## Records

--- BEGIN ---

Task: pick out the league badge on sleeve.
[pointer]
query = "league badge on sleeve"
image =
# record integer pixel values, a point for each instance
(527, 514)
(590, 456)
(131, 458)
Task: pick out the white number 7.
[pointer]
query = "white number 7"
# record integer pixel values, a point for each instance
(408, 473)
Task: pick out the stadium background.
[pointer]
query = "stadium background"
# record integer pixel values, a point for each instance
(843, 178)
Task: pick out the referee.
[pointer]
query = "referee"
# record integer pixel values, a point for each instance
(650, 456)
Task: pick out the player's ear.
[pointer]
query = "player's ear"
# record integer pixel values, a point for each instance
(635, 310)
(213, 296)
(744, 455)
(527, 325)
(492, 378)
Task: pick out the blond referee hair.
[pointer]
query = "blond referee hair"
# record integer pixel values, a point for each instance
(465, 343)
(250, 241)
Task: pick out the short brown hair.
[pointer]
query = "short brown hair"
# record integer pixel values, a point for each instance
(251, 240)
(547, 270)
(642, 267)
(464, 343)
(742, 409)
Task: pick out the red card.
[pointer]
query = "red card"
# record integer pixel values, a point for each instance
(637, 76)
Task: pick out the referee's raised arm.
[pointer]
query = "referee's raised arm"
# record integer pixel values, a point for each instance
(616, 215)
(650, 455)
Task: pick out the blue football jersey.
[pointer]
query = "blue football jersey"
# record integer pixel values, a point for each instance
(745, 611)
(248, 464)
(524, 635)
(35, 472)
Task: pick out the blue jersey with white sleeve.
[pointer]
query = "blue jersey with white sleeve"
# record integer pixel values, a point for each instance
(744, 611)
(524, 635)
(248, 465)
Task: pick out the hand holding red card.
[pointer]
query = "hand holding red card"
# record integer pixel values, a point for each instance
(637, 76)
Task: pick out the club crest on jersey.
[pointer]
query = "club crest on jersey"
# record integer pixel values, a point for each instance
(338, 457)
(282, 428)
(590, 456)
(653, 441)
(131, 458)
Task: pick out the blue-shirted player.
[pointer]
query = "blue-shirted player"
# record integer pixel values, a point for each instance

--- END ---

## Your objective
Write the data from above out again, exactly.

## Complete answer
Task: pick out the league badge on sleeve.
[pointer]
query = "league badge on sleeve"
image =
# record integer pixel values, a point for each instance
(527, 514)
(590, 456)
(131, 458)
Task: pick out the white number 7.
[pointer]
query = "white number 7"
# record integer pixel values, a point for each instance
(408, 473)
Task: pick out the stadium background.
[pointer]
query = "stadium background"
# record integer pixel values, a point for each instance
(843, 178)
Task: pick out the referee.
[pointer]
query = "referee"
# record integer pixel values, a point for each instance
(650, 456)
Task: pick out the player's ear.
[pointer]
query = "player's ear"
# record integer pixel values, a point for each instance
(635, 310)
(213, 296)
(744, 455)
(527, 325)
(492, 378)
Task: pick out the blond referee hair.
[pointer]
query = "blond referee hair"
# record integer pixel values, a point for each instance
(465, 343)
(250, 241)
Task: pick out the short brown hair.
[pointer]
query = "short brown hair"
# record integer pixel values, a point for each instance
(251, 240)
(547, 270)
(642, 267)
(464, 343)
(742, 409)
Task: pick out the red card.
[pointer]
query = "red card"
# record integer pixel values, a point for each instance
(637, 76)
Task: pick out the referee's raised arm.
[pointer]
query = "referee's raised arm"
# record integer pixel values, a point for each instance
(616, 215)
(650, 455)
Task: pick out the blue football jersey.
[pointer]
query = "blue football jersey"
# record integer pixel values, a point for each instance
(745, 611)
(248, 464)
(524, 635)
(35, 472)
Task: pick out the blue jersey with white sleeve.
[pointer]
query = "blue jersey with white sleeve"
# record integer pixel values, a point for each instance
(744, 611)
(524, 635)
(248, 465)
Task: pick out the hand holding red card.
[pointer]
query = "hand holding red card"
# record integer pixel values, a point for each instance
(637, 76)
Task: pick out the club crest on jersey.
[pointer]
query = "club crest on jersey"
# record integer pixel values, a point for each instance
(338, 457)
(282, 428)
(590, 456)
(653, 441)
(131, 458)
Task: pick out the blue-shirted player.
[pointer]
query = "blue-shirted player"
# record integer pixel values, a point for each instance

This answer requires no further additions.